▶ [抜粋]:
鮮やかな逆転勝利、そして強豪「C9」をあと1歩まで追い詰める大奮闘

10月1日 開催

 ライアットゲームズはPC用MOBA「League of Legends(以下、LoL)」の世界大会「2018 World Championship(以下、WCS)」を10月1日より開催した。

 WCSは世界各地に存在する「LoL」のプロリーグ最高峰の選手たちによって世界一の称号を巡って争われるもので、日本からは「League of Legends Japan League(以下、LJL)」で長年の雪辱を果たし優勝を飾った「DetonatioN FocusMe」が出場権を獲得した。

 大会は「プレイインステージ」、「グループステージ」、「ノックアウトステージ」の3つのステージの順で進行していく。WCS初日にあたる10月1日より韓国「LOLPark」で開催されたのはプレイインステージのラウンド1で、DFMも参加するこのステージでは、12チームが抽選で4グループ3チームに振り分けられ、1勝先取の総当たり戦が2回実施される。その結果を受け、ラウンド2として各グループの1位、2位チームによる3本先取の対戦が行なわれる。ここで晴れて勝利することができれば、次に控えるグループステージに進出できるというわけだ。

試合の舞台となったLCKアリーナ。客席は400席ほどで、ライティングやデジタルの表示などeスポーツの観戦を盛り上げる仕組みが盛りだくさん
「LOL PARK」には物販や“ビルジウォーター”カフェ、ファンアートや彫刻などファン垂涎のコーナーに加え、PC房(PCを借りて遊べる日本のネットカフェのようなもの)なども併設。LCKのアリーナもこの中にある

 日本代表として世界大会に出場する条件は日本リーグ「LJL」で1位になること。DFMはリーグの開催期間中常にトップクラスの戦績を収めて毎度決勝に進みながらも、ここ数年は幾度となく優勝を逃して涙を呑んできた。しかし先のリーグでは見事優勝。実に2年ぶりに世界大会への切符を勝ち取り、この大舞台へと臨んだ。

▶ [提供データ]:
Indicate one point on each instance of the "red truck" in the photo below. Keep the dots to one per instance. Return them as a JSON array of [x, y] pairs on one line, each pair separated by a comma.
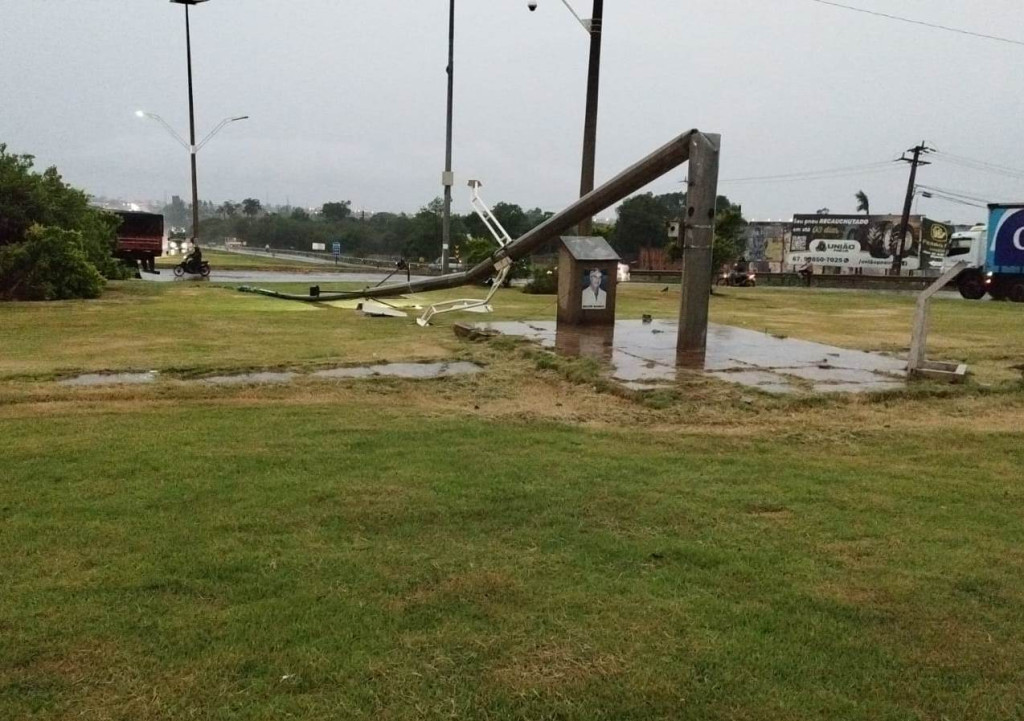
[[140, 239]]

▶ [記述課題 1]: 抜粋にある次の一文を英語に訳せ。『日本代表として世界大会に出場する条件は日本リーグ「LJL」で1位になること。』
▶ [記述課題 2]: LoL世界大会を伝える抜粋を、最後の文のあとから書き継げ。

▶ [解答 1]: The condition for competing in the world championship as Japan's representative is to take first place in the Japanese league, LJL.

▶ [解答 2]:
 歴史も古く、名実ともに日本No.1に返り咲いたDFMが世界大会に臨む。日本の「LoL」ファン、プレーヤーとしてこんなに胸躍ることはないのだが、実はLJL代表はかつて参加した世界大会を全て初戦で敗退しているという歴史がある。中には惜しい試合もありはしたが、日本チームは世界と比較するとまだまだ下位チームであるという評価は、あながち否定できるものでもなかったのだ。

 実際、試合前には「日本チームには勝ち進んでもらいたい、でも……」、あるいはもっとド直球に「どうせ今回もダメなんでしょ」という声が各所から聞こえていた。

 しかしDFMはそんな声をものともせず、日本の意地と矜持を見せつけてくれた。初日の対戦相手は「CBLOL(ブラジル)」代表の「KABUM! E-SPORTS(以下、KBM」)」と、北アメリカ屈指の強豪「C9」。

 「KABUM! E-SPORTS」戦では序盤こそ相手のアグレッシブな仕掛けを上手くいなし、3キルを獲得して優位に立つものの、続くMidの1stタワーでのシージに失敗してKBMにエースを取られてしまう。

 1度優位に立ったところでの全滅は、焦りとなって心に突き刺さる。実際DFMはその後の集団戦でも精彩を欠き、徐々にKBMとのゴールド差が開いていく。

 しかしこの劣勢でもDFMはグッと踏み留まる。Evi選手の「オーン」はUltを的確に決めて相手のキャリーを捉え、viviD選手の「タム・ケンチ」は瀕死の味方を何度も救う。そうして徐々に、しかし着実に状況を巻き返していき、ゲームを決めたのはバロンファイト。

 KBMがバロンを始めたことに気付いたDFMはチーム全員で駆けつけ、狭いバロンピットに向けてEvi選手が渾身のULT。そこに重ねるように放たれたYutapon選手の「ヴァルス」の矢が突き刺さり、KBM Titan選手の「トリスターナ」のキルとともに、バロンをも獲得。集団戦の勝利とともに、期せずしてバロンスティールにも成功したDFMはそのまま相手ネクサスに迫りこれを破壊。初戦を勝利で飾った。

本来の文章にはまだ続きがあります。